[Collected data entries]
-- start --
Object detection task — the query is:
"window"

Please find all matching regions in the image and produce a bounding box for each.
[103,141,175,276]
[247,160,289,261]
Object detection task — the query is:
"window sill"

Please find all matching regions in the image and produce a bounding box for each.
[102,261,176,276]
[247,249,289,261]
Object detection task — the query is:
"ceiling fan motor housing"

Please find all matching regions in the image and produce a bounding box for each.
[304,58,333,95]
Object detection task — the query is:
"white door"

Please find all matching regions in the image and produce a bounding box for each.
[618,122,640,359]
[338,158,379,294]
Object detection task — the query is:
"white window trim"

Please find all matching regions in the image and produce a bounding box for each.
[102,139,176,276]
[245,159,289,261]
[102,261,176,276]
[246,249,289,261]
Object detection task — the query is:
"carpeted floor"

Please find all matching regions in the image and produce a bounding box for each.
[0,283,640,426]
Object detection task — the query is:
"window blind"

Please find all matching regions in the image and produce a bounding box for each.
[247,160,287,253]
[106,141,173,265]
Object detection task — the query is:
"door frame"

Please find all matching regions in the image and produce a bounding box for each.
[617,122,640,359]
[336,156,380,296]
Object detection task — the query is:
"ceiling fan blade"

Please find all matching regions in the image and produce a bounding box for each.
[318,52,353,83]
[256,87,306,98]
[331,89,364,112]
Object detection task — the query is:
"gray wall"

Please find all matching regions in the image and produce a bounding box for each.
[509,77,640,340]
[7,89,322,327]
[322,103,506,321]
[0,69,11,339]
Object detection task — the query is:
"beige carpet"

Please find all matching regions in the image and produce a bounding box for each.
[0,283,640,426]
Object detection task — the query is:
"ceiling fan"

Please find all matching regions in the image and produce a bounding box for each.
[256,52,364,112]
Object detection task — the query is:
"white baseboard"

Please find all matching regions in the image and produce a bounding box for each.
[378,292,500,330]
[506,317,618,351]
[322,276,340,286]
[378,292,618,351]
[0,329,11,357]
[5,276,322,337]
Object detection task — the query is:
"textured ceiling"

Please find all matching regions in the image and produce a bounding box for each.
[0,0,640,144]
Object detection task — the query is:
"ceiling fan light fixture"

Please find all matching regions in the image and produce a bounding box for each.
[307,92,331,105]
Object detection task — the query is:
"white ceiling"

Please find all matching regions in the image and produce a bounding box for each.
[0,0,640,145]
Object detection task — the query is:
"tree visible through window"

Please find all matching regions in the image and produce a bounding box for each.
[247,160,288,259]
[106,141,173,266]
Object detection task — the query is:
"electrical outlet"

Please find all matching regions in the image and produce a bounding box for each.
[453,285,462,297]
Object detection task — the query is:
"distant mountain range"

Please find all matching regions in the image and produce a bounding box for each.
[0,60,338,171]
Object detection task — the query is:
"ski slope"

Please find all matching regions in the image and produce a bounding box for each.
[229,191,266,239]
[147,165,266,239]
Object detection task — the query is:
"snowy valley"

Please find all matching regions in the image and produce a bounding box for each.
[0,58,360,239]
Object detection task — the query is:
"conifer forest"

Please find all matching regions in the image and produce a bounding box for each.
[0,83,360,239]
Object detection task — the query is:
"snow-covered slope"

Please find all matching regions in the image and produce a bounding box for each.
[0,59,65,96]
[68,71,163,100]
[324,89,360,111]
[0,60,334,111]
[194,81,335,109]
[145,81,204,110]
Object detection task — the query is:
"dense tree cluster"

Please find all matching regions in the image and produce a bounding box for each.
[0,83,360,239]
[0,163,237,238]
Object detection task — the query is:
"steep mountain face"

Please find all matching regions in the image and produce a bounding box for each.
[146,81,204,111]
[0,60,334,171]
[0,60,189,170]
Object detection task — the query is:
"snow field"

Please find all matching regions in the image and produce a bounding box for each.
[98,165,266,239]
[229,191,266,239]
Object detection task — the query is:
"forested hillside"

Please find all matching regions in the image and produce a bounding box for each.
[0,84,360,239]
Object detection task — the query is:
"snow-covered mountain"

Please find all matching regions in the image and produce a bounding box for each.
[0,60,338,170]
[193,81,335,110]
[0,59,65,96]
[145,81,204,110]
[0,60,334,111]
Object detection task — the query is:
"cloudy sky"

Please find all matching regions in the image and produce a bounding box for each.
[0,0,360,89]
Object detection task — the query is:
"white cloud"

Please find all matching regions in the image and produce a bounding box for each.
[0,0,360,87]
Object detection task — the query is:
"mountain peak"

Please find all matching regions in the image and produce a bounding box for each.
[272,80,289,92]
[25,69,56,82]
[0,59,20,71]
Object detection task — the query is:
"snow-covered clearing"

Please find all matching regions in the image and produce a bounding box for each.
-- end --
WHAT IS BEING ASKED:
Identify and copy every line in the lines above that contains the string "tree". Case counts.

EXERCISE RESULT:
"tree visible through window"
"dense tree cluster"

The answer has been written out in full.